PASSAGE PROVIDED
::::::::
Bill Novelli is the founder of Business for Impact at Georgetown McDonough and oversees the initiative. Also serving as a professor of the practice in the MBA program at Georgetown McDonough, Novelli teaches the following courses: Corporate Social Responsibility, Principled Leadership for Business and Society, and Leadership and Management of Nonprofit Organizations.
Previously, he was CEO of AARP, a membership organization of 40 million people ages 50 and older. Prior to AARP, Novelli was founder and president of the Campaign for Tobacco-Free Kids, executive vice president of CARE, the international relief and development organization and co-founder and president of Porter Novelli, now one of the world’s largest public relations firms. Novelli began his career at Unilever, where he was an account supervisor at a New York advertising agency and later served as director of Advertising and Creative Services at the Peace Corps.
::::::::
RECORDED DATA
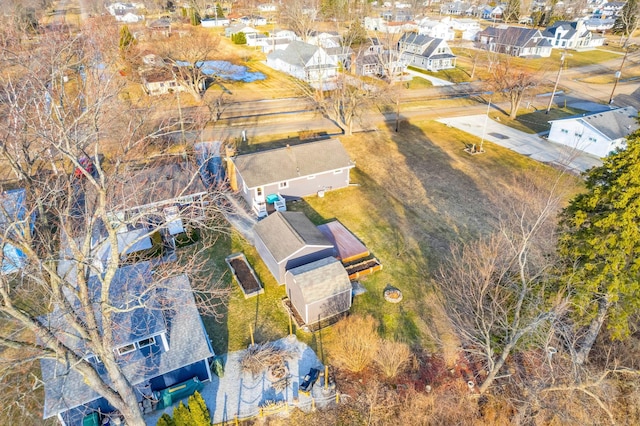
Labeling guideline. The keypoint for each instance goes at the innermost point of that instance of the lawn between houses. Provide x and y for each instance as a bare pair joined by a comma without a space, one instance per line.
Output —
418,195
::::::::
COMPLETE THE FOLLOWING
**a)** Using the profile of Bill Novelli, say whether each statement agrees with it, answering yes or no and quoting the deciding words: (i) Novelli teaches a course called Corporate Social Responsibility in the MBA program at Georgetown McDonough. (ii) Novelli served as president of CARE. (iii) Porter Novelli is now one of the world's largest public relations firms.
**b)** Write the next part of the profile of Bill Novelli, starting right after its last sentence.

ACTIVITY ANSWERS
**a)**
(i) Yes: "Novelli teaches the following courses: Corporate Social Responsibility"
(ii) No: "executive vice president of CARE"
(iii) Yes: "now one of the world’s largest public relations firms"

**b)**
Presently, Novelli serves on several boards including Association of American Medical Colleges, American Cancer Society, Bipartisan Policy Center Advocacy Network, Campaign for Tobacco-Free Kids, Center of Mental Health Pathways and Support for Self-Directed Care (COMPASS), and KaBOOM!. In addition, he co-chairs the Care Culture and Decision-Making Innovation Collaborative of the National Academy of Medicine (NAM) and previously served on NAM committees that produced the following reports: The Future of Nursing: Leading Change, Advancing Health, and Dying in America: Improving Quality and Honoring Individual Preferences Near the End of Life. Bill is the co-chair of the Coalition to Transform Advanced Care, a national alliance dedicated to reforming advanced illness/end of life care in the United States.
He received a B.A. from the University of Pennsylvania and an M.A. from the University of Pennsylvania’s Annenberg School for Communication, and pursued doctoral studies at New York University. He taught marketing management for 10 years in the MBA program and also taught health communications at the University of Maryland.